■ **Exercise goal**:
Type out the records again, exactly as they are.

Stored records
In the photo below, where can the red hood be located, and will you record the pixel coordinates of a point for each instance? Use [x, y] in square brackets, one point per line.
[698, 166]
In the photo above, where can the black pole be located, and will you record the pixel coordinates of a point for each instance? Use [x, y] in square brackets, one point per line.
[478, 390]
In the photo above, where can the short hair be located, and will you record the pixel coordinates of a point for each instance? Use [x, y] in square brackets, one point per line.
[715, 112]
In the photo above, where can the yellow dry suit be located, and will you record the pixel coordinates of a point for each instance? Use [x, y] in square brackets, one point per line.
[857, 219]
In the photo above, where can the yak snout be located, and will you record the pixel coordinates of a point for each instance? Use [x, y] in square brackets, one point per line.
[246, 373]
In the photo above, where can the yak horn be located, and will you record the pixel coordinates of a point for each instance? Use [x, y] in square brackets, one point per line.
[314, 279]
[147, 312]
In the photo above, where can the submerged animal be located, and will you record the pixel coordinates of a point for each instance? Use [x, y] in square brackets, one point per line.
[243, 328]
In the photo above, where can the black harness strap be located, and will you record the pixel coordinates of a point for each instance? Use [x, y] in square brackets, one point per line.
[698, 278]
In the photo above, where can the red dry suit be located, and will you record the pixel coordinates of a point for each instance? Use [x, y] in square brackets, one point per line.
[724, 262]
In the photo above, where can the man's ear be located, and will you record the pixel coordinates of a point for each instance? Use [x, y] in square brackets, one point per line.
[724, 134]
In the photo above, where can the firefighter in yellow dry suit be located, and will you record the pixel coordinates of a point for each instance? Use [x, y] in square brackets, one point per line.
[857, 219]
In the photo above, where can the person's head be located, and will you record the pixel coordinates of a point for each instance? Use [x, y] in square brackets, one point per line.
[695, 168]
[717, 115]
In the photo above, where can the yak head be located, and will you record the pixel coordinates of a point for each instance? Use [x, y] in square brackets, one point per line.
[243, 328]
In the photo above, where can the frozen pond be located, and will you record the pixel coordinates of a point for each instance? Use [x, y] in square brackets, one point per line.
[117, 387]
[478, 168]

■ **Your response**:
In the photo below, where can the red hood be located, and will you record the pixel coordinates of a point for each instance? Use [x, y] in square brackets, one point per line.
[698, 166]
In the photo above, where can the black pole be located, and will you record the pixel coordinates of a point for each instance? Use [x, y] in square brackets, one point per line.
[478, 390]
In the photo above, where can the short hair be located, and will you record the pixel coordinates of a point for each instance? Use [x, y] in square brackets, one point per line.
[715, 112]
In the photo above, where can the yellow dry suit be located, and will you record the pixel coordinates of a point for each instance? Use [x, y] in square brackets, one point per line.
[857, 219]
In the photo above, where can the yak snout be located, and will you record the pixel coordinates of a point for each instance? Use [x, y] in square brackets, one point per line.
[246, 373]
In the photo above, where can the yak horn be located, and will you record the pixel coordinates of a point for each instance? Use [x, y] in square brackets, one point per line.
[314, 279]
[147, 312]
In the photo above, where can the submerged animal be located, and will you record the pixel coordinates of a point for each instance? Use [x, y] in square brackets, one point per line.
[243, 328]
In the photo above, where can the black harness strap be located, and will you record the pixel coordinates of a point for each instance? Use [x, y] in square brackets, one point per line.
[698, 278]
In the photo above, where can the red dry suit be located, and will you record the pixel coordinates of a point for each instance? Use [x, y] in square brackets, one point per line.
[724, 262]
In the photo above, where can the man's ear be located, and will you record the pixel coordinates of a point for each instance? Use [x, y] in square brackets, one point per line.
[724, 134]
In the photo above, where can the firefighter in yellow dry suit be located, and will you record the pixel coordinates of a point for each instance? Use [x, y] in square brackets, one point per line.
[857, 219]
In the photo above, where can the person's head be located, and will you record the pixel coordinates of a point for each instance? Use [x, y] in square brackets, one point per line.
[695, 168]
[717, 115]
In the photo above, where can the yak head be located, and will you record the pixel coordinates of a point for each instance? Use [x, y] in square brackets, one point per line.
[243, 328]
In the photo above, where can the frozen pond be located, and will you record the pixel coordinates of a point for each instance? Use [x, y] in square brackets, one point per line.
[117, 387]
[478, 168]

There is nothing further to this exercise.